◆ **TASK INSTRUCTIONS**: Copy word for word the lines of the listing below, from the line containing "of the green" through the final line of the listing, including both ends.

◆ **Saved entries**:
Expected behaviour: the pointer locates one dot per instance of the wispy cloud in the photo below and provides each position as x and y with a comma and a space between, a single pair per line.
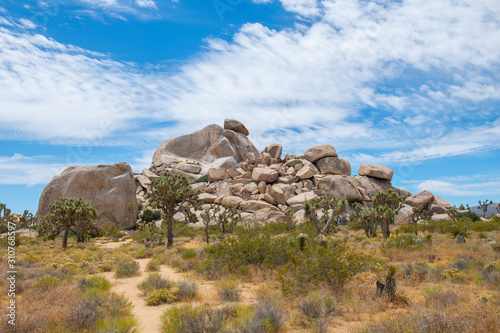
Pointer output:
22, 170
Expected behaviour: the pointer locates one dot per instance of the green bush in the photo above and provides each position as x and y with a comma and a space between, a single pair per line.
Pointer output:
403, 241
153, 266
161, 296
127, 269
252, 246
332, 263
228, 290
149, 216
187, 319
47, 283
96, 282
153, 282
189, 253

◆ **OUTPUT OF THE TASK**:
Expected behaviour: the pointer locates one dot per instance of the green bush in the photo above and provides each position as x and y with a comma and a space between, a single pair per line.
Pointer output:
403, 241
153, 266
161, 296
127, 269
252, 246
332, 263
228, 290
149, 216
187, 319
47, 283
96, 282
153, 282
189, 253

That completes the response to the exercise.